> [TEXT SHOWN]:
GEPA is DSPy’s reflection-driven instruction optimizer. It maintains a population of candidate programs, scores each on a validation set, and uses an LLM “reflection” step to propose instruction edits informed by per-predictor natural-language feedback from your metric. The Pareto-frontier sampling and reflective proposal mechanics are what distinguish it from COPRO and MIPROv2; the metric contract — dspy.Prediction(score, feedback) — is what makes the feedback channel work at all.

Read this when the selection guide has pointed you at GEPA and you want the full mechanics: how the budget translates into evaluations, how feedback reaches the reflection LM, what auto modes actually buy, and what detailed_results carries when you track stats.

Design decisions

1. The metric is the feedback channel — return Prediction(score, feedback), not a bare float

GEPA reads the metric’s feedback field directly into the reflection prompt. A plain-float metric still works, but the proposer sees only a generic “This trajectory got a score of {n}” caption — concrete failure modes never reach it. GEPA doesn’t error on a float; it just gives you a much weaker version of itself.

> [EXTRACTED MATERIAL]:
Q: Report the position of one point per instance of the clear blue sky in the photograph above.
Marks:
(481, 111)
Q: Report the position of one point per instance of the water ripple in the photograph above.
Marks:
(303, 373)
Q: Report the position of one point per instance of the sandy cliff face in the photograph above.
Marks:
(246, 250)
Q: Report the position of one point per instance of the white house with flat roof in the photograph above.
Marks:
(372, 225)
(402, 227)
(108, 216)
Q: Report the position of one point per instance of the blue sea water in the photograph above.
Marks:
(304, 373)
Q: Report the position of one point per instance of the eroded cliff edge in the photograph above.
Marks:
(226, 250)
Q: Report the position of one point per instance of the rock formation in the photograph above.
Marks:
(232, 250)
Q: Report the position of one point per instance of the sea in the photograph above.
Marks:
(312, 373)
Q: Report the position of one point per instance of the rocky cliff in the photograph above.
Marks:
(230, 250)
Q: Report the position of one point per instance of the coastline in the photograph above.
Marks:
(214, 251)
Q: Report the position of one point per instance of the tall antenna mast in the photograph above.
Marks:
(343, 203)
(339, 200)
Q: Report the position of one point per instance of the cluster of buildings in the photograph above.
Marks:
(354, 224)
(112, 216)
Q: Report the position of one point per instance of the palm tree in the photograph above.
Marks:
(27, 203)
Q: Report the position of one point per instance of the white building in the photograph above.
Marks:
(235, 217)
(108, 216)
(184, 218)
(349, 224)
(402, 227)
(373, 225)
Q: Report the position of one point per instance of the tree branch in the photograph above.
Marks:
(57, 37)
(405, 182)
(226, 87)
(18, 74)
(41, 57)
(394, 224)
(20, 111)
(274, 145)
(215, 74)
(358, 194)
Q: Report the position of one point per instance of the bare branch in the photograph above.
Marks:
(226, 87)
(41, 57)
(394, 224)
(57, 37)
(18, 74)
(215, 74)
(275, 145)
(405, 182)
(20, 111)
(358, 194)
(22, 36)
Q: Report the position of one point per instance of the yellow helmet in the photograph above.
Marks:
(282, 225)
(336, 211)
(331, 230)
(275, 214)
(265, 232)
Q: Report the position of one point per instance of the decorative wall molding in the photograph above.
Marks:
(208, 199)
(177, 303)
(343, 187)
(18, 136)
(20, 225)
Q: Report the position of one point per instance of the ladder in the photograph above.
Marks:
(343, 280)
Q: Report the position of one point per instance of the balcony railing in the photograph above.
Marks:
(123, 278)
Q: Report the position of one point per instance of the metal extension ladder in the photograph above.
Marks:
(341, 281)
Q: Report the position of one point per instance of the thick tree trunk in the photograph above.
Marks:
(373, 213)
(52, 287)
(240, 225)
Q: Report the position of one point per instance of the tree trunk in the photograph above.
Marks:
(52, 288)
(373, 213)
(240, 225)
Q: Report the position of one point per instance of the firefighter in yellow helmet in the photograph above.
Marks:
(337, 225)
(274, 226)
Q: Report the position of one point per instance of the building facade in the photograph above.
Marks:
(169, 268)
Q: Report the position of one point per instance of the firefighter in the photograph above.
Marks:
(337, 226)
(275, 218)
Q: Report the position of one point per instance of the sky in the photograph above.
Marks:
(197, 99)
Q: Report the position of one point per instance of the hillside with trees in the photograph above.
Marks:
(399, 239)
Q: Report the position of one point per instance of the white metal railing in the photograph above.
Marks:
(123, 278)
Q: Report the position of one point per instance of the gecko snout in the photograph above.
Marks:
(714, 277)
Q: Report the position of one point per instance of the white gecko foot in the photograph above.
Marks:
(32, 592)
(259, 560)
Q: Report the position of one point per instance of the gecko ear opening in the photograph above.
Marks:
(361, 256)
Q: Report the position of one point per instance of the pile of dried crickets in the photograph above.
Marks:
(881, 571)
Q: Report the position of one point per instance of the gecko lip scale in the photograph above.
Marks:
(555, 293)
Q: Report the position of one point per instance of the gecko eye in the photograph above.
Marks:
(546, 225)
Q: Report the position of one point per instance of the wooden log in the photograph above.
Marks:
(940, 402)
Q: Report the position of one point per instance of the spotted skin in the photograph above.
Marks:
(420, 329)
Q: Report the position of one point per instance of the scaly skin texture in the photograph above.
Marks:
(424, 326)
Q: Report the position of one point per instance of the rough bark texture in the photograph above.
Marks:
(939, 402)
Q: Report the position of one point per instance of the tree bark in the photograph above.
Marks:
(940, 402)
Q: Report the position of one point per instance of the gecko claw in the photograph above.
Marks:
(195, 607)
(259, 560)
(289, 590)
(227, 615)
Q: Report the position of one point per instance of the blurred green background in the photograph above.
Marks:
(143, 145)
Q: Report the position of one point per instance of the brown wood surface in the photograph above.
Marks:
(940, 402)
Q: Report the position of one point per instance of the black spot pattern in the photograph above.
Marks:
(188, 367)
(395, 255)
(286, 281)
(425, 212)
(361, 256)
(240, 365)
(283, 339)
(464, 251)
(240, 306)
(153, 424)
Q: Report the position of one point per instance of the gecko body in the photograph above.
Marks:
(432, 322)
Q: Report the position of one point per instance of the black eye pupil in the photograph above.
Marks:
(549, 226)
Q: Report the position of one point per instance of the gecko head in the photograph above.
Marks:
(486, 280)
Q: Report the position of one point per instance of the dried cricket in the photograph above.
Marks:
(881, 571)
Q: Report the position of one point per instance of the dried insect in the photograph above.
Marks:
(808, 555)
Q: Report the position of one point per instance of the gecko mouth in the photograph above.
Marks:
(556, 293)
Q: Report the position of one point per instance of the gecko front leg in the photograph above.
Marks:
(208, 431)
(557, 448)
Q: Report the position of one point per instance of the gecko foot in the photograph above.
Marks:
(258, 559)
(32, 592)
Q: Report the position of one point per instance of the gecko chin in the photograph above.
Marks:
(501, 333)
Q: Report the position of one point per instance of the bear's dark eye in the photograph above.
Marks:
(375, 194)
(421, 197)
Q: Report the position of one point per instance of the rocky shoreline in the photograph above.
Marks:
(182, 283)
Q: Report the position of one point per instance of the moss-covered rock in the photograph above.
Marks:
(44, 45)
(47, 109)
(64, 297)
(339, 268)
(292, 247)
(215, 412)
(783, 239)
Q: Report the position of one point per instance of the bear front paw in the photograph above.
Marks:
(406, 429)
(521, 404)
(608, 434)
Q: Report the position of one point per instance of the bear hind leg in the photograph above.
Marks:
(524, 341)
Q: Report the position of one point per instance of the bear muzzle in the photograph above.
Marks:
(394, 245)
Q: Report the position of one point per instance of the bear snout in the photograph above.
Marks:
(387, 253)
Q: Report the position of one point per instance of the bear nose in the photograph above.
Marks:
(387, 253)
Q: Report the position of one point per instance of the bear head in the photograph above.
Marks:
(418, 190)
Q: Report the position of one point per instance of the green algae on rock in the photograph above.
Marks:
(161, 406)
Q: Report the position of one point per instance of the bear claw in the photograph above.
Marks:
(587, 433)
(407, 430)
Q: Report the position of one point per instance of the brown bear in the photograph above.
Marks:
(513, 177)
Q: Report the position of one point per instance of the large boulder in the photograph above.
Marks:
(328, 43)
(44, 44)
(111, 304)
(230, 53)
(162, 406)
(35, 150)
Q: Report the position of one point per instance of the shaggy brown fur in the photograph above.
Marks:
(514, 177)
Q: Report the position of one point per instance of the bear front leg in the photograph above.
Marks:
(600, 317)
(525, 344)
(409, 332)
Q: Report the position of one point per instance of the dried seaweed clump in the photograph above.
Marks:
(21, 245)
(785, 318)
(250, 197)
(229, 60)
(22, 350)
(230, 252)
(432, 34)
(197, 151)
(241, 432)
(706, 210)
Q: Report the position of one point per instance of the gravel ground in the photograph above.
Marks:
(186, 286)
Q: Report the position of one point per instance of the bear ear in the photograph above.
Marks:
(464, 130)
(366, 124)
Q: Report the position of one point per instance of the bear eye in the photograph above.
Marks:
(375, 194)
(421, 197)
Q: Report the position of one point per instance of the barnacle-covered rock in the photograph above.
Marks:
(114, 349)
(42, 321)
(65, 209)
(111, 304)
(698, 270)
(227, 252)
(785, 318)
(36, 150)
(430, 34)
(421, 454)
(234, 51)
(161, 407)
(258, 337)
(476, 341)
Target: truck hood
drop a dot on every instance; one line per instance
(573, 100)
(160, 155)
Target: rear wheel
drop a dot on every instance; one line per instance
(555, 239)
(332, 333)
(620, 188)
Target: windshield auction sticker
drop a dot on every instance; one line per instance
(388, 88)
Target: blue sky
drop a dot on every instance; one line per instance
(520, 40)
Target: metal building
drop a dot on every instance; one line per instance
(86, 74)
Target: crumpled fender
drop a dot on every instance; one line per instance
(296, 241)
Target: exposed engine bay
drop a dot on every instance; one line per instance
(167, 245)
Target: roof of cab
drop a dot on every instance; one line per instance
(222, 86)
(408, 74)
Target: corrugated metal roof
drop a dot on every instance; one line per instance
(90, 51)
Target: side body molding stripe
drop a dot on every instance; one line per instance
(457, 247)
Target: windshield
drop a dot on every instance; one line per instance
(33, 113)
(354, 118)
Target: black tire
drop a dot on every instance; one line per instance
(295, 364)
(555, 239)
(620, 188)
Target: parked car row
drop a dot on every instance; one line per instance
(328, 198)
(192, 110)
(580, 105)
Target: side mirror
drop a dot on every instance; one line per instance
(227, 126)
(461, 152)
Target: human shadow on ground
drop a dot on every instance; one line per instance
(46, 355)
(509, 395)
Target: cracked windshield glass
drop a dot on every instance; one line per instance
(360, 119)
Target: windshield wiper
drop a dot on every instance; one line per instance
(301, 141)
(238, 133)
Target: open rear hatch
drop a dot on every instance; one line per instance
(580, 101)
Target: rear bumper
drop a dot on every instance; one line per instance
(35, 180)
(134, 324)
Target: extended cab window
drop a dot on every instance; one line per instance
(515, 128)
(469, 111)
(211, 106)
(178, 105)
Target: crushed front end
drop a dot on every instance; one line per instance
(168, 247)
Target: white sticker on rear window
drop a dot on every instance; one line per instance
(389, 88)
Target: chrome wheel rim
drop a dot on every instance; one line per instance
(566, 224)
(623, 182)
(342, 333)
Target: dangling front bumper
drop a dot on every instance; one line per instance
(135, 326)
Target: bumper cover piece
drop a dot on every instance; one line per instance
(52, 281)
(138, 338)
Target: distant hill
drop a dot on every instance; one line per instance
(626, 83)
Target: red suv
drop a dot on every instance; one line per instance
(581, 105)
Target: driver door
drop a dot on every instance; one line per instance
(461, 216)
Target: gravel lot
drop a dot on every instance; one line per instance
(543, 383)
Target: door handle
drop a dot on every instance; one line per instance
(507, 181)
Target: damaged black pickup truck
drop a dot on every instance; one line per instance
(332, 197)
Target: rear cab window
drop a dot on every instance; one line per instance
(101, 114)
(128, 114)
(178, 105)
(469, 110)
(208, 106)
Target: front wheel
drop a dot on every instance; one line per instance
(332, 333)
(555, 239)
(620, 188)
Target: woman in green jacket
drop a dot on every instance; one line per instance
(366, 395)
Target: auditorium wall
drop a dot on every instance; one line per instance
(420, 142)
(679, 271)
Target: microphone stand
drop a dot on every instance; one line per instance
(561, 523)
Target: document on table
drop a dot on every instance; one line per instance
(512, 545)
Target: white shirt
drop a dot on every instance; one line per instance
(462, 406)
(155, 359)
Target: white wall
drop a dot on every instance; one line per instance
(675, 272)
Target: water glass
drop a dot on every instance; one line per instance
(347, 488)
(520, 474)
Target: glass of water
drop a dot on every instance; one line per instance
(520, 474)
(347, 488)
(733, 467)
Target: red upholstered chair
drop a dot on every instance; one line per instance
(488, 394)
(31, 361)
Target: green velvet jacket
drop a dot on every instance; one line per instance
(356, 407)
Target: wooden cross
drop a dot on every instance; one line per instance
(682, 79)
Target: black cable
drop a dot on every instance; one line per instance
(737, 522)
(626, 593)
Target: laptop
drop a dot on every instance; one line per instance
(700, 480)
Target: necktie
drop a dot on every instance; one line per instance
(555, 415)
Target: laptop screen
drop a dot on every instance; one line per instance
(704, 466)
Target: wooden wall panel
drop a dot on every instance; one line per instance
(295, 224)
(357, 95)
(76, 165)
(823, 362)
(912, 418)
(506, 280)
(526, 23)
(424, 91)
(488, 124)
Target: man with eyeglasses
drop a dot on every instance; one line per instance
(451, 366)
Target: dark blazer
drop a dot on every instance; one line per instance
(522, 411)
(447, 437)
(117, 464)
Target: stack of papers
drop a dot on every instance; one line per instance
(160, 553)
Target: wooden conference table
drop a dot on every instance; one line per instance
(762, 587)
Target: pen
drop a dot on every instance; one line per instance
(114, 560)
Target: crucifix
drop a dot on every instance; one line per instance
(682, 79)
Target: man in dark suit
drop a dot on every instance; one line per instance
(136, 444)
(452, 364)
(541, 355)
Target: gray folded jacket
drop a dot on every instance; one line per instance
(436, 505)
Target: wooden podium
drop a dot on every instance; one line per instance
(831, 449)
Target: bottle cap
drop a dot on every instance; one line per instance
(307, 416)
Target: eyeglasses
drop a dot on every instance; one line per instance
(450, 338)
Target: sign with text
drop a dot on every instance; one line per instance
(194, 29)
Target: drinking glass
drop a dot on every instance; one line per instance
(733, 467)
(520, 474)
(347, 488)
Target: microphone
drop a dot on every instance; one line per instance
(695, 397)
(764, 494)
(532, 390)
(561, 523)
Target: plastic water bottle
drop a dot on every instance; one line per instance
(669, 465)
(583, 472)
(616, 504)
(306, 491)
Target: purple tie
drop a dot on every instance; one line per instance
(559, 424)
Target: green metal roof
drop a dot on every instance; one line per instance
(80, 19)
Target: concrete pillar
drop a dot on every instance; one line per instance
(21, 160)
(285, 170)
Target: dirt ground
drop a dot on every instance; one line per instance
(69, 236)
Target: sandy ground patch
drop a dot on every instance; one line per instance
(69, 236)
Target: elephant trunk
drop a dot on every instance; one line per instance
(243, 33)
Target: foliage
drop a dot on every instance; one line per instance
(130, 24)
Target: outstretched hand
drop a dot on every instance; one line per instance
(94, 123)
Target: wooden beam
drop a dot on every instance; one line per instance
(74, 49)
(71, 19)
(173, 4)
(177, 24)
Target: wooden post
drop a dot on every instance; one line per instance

> [INSTRUCTIONS]:
a) Transcribe the GEPA passage starting with "GEPA is DSPy’s" and going on through "work at all.".
b) Pick up the GEPA passage after its last sentence and keep writing it.
The items have nothing to do with the GEPA passage.

> [PER-TASK ANSWERS]:
a)
GEPA is DSPy’s reflection-driven instruction optimizer. It maintains a population of candidate programs, scores each on a validation set, and uses an LLM “reflection” step to propose instruction edits informed by per-predictor natural-language feedback from your metric. The Pareto-frontier sampling and reflective proposal mechanics are what distinguish it from COPRO and MIPROv2; the metric contract — dspy.Prediction(score, feedback) — is what makes the feedback channel work at all.

b)
2. Reflection is the proposal mechanism, not the evaluation mechanism

reflection_lm is called once per mutation to read low-scoring traces and emit a new instruction. Score evaluation runs through whatever LM the program is configured with (task_model). Two roles, two budgets: reflection is rare and benefits from a strong LM; evaluation is frequent and benefits from a cheap one. Passing reflection_lm=dspy.LM("openai/gpt-4o") while running the program on gpt-4o-mini is the standard configuration.

3. Only one of auto, max_full_evals, or max_metric_calls may be set

GEPA enforces this at construction. The three knobs are different units of the same budget: auto is a preset (light / medium / heavy), max_full_evals is “this many passes over trainset + valset,” max_metric_calls is the raw ceiling on metric invocations. Pick one shape and let GEPA derive the others.

4. The Pareto frontier is the search space; the aggregate score is the winner

GEPA tracks every candidate it ever proposed, with per-example scores. When picking the next program to mutate, it samples stochastically from the per-example Pareto frontier — programs that score best on at least one example. When returning a winner from .compile(), it picks the single program with the highest aggregate score. The frontier is for exploration; the aggregate is for selection.

5. Per-predictor feedback comes through pred_name and pred_trace

For each predictor GEPA wants to update, it calls the metric twice: once at module level (pred_name=None, pred_trace=None) for the aggregate score, and once with pred_name="my_predictor" and pred_trace=[(predictor, inputs, outputs)] (the sub-trace of just that predictor’s call). The metric can grade that step in isolation; most users return the same module-level score for both, and that’s fine. warn_on_score_mismatch=True (default) logs when the two diverge.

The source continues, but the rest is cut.